Text segment:
#####
Phone-hacking scandal prompts ‘public interest’ debate

27 April 2011

By Rebecca Lowe


The ongoing phone-hacking scandal at the News of the World, owned by Rupert Murdoch’s News International, looks set to be one of the most expensive to hit a British media group, with legal costs predicted to rise into the tens of millions of pounds.

Last week, Britain’s largest circulation Sunday newspaper issued an unprecedented apology for tapping into the mobile phone voicemail messages of eight public figures between 2004 and 2006. There are currently known to be at least 91 alleged victims of the scam, but law firm Mishcon de Reya, which is acting for several of the claimants, estimates there could be more than 6,000.

Claimant lawyers involved

Charlotte Harris, Mishcon de Reya: claimants include actress Leslie Ash and former footballer Lee Chapman

John Kelly, Schillings: claimants include football commentator Andy Gray and comedian Steve Coogan

Tamsin Allen, Bindmans: claimants include Chris Bryant MP

Caroline Kean, Wiggin: representing FA executive direct David Davies

Gerald Shamash, Steel & Shamash: representing former Labour Party director of communications Alastair Campbell

Mark Lewis, Taylor Hampton Solicitors: representing former England football manager Sven Goran Eriksson

Currently, 24 public figures are seeking compensation from News International, and last Friday the High Court ruled that four test cases should go ahead later in the year. Clive Goodman, the News of the World’s royal editor, and Glenn Mulcaire, a private investigator, have both already been jailed for intercepting messages. Assistant editor Ian Edmondson, chief reporter Neville Thurlbeck and journalist James Weatherup were all arrested earlier this month.

Nevertheless, phone hacking and other illegal activities may be appropriate for news gathering in circumstances where there is a strong public interest defence, the legal chief of a leading UK newspaper has said. ‘Law breaking’ could be ethically acceptable in limited cases of investigative reporting, according to Gillian Phillips, Director of Editorial Legal Services at Guardian News & Media Ltd, based in London.

Under UK law, it is illegal to gain access to another person’s telephone under the Regulation of Investigatory Powers Act 2000 (RIPA), regardless of whether the material uncovered is in the public interest.

‘I would always be an advocate of including some sort of public interest defence in any legislation of this sort,’ Phillips said. ‘For example, this is the case  under section 32 of the Data Protection Act 1998, where civil liability on the part of the media for breaching the data protection principles depends upon whether the defendant in question can establish a reasonable belief that publication would be in the public interest.
#####
Stated goal a:
Please identify each line in the listing that contains the string "target", and copy those lines out in full.
The phone-hacking article and the listing have no connection to each other.
#####
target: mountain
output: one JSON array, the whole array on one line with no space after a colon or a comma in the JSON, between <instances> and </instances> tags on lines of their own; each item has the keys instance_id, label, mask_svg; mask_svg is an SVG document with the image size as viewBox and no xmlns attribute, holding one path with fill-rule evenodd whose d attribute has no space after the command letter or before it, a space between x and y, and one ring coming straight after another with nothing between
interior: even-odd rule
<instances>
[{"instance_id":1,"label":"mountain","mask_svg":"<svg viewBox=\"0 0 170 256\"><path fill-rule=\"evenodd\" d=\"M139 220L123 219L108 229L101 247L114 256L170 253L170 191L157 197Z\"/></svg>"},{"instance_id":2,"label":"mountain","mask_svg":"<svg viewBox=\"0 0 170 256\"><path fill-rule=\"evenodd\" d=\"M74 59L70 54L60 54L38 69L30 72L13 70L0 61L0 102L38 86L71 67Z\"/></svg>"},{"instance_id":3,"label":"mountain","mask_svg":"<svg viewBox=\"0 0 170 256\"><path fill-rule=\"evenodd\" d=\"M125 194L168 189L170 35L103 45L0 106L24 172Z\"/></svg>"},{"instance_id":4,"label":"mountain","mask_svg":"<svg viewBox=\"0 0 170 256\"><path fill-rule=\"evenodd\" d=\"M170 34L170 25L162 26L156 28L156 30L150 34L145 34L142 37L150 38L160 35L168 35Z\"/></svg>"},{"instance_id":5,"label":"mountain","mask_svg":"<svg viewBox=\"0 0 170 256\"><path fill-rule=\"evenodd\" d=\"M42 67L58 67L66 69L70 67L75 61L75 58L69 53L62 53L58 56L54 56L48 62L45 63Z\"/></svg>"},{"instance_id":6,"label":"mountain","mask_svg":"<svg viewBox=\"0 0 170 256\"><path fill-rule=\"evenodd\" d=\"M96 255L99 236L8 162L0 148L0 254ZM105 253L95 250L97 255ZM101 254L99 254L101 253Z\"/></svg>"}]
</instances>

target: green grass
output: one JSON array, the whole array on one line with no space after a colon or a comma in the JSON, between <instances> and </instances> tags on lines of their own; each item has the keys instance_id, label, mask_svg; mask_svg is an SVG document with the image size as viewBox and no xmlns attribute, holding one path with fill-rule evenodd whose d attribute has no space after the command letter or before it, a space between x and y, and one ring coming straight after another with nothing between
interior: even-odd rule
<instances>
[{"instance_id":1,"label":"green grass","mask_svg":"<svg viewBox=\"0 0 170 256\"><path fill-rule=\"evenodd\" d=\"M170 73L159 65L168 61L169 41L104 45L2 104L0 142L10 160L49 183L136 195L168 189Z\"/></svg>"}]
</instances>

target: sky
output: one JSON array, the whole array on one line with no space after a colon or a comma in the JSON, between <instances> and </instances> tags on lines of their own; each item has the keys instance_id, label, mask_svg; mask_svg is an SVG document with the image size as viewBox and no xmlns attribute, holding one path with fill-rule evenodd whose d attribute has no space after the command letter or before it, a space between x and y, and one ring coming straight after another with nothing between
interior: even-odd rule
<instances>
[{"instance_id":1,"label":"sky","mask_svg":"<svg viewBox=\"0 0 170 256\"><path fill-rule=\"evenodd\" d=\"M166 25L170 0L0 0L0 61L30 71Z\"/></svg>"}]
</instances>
#####
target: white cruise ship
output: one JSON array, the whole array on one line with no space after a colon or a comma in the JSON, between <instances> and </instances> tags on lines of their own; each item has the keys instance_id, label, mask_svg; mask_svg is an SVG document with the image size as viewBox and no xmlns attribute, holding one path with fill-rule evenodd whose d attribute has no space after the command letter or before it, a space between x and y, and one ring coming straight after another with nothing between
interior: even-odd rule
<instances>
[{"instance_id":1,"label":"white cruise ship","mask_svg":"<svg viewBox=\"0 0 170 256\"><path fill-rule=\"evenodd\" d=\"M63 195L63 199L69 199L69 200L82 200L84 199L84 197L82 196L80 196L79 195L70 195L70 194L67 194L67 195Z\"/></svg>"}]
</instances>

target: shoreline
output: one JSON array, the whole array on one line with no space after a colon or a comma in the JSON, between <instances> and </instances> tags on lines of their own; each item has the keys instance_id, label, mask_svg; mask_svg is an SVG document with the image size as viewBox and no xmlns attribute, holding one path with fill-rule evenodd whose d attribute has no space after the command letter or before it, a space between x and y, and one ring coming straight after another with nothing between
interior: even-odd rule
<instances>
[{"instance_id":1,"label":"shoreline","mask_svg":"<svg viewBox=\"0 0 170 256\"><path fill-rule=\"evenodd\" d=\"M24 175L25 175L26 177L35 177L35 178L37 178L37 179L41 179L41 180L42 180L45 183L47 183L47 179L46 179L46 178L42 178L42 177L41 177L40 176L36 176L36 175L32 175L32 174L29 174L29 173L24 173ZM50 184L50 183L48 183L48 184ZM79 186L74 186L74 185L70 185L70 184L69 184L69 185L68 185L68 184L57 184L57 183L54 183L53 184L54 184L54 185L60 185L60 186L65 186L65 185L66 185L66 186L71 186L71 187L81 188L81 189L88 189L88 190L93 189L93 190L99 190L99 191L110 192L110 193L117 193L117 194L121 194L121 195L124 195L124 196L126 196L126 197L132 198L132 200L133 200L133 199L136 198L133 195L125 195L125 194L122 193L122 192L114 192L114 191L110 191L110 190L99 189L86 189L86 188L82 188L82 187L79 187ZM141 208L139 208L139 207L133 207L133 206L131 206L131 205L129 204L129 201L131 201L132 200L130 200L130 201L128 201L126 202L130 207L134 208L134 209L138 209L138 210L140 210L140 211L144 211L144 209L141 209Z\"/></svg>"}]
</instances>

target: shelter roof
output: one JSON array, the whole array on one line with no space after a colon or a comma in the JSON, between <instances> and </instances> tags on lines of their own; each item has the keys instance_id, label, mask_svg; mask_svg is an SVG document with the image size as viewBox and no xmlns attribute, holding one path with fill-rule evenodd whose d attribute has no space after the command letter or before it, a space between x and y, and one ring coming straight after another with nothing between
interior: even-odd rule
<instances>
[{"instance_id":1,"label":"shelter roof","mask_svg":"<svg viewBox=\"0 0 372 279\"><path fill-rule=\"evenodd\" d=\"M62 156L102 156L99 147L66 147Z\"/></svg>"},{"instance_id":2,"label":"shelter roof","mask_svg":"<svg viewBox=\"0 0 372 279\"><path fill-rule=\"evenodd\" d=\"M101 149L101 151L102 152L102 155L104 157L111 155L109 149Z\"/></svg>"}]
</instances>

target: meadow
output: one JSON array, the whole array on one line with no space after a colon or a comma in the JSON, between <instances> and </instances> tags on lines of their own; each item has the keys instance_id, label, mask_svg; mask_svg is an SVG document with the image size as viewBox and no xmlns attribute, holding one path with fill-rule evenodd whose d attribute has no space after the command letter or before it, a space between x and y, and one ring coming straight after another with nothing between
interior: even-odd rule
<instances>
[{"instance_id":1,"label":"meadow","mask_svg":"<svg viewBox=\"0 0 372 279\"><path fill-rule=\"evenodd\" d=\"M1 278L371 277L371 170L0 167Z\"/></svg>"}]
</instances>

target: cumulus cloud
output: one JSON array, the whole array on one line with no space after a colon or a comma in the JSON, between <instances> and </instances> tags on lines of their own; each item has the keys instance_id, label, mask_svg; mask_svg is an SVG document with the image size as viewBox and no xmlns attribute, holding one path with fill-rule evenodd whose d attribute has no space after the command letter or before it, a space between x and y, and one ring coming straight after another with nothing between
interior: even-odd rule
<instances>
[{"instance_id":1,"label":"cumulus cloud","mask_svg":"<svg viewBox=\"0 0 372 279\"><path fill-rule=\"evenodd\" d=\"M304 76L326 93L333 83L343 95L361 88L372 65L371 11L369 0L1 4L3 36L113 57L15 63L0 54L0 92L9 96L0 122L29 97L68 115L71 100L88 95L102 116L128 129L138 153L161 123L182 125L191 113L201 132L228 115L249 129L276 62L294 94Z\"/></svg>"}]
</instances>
#####
Stated goal b:
Return everything in the phone-hacking article from "Caroline Kean, Wiggin: representing" down to "earlier this month.", word for word.

Answer a:
target: mountain
target: green grass
target: sky
target: white cruise ship
target: shoreline
target: shelter roof
target: meadow
target: cumulus cloud

Answer b:
Caroline Kean, Wiggin: representing FA executive direct David Davies

Gerald Shamash, Steel & Shamash: representing former Labour Party director of communications Alastair Campbell

Mark Lewis, Taylor Hampton Solicitors: representing former England football manager Sven Goran Eriksson

Currently, 24 public figures are seeking compensation from News International, and last Friday the High Court ruled that four test cases should go ahead later in the year. Clive Goodman, the News of the World’s royal editor, and Glenn Mulcaire, a private investigator, have both already been jailed for intercepting messages. Assistant editor Ian Edmondson, chief reporter Neville Thurlbeck and journalist James Weatherup were all arrested earlier this month.